PAGE TEXT:
The Tripura is one of the mind-boggling architectural structures mentioned in the Puranas such as Shiva Purana, Vishnu Purana, and Skanda Purana. The Tripura was not a single structure but three independent structures made of iron (or bronze?), silver and gold. The Puranas describe them as splendid cities floating in the sky. The architect, Mayasura has been praised for the grandeur of these cities and has been described as the major achievement of the Asuras (humankind?). The destruction of the city, too has been detailed. Lord Shiva using grand chariot, bow and a nuclear-like weapon called the Pashupatastra brings an end to the magnificient cities as well as the Asuras.
My aim here, though is not to feed the readers with the Puranic stories. I have been thinking about the story for some days regularly now (I have my own reasons for contemplation) and suddenly I came to think over the process by which the Tripura was built. It is not only about defying the gravity. There are many other things that seem unachievable that the Asuras achieved by constructing the Tripura. Yet the more I think of it, the crazier it gets. How could the Tripura have been made?
I have presented my questions point-wise and will try to explain them as simply as I can. They are in the chronological order as they appear during the construction and inhabitation of the Tripura. I have not presented any question on the destruction of the three cities. That may make up another article.
Question 1. Who did the penance to please Lord Brahma?

(Location identification entries)

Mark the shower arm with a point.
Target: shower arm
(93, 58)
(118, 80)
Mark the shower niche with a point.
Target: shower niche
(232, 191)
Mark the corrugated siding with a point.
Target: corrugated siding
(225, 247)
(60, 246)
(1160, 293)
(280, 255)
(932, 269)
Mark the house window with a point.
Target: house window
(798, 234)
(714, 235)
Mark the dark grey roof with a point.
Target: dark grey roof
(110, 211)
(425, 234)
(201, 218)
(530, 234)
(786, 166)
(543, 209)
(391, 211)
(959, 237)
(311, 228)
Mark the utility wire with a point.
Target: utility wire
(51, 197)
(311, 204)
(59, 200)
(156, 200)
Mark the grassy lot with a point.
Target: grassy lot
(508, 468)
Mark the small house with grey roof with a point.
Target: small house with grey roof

PROBLEM STATEMENT: List every Purana that the passage on the Tripura names.

RESPONSE BELOW: Shiva Purana, Vishnu Purana, Skanda Purana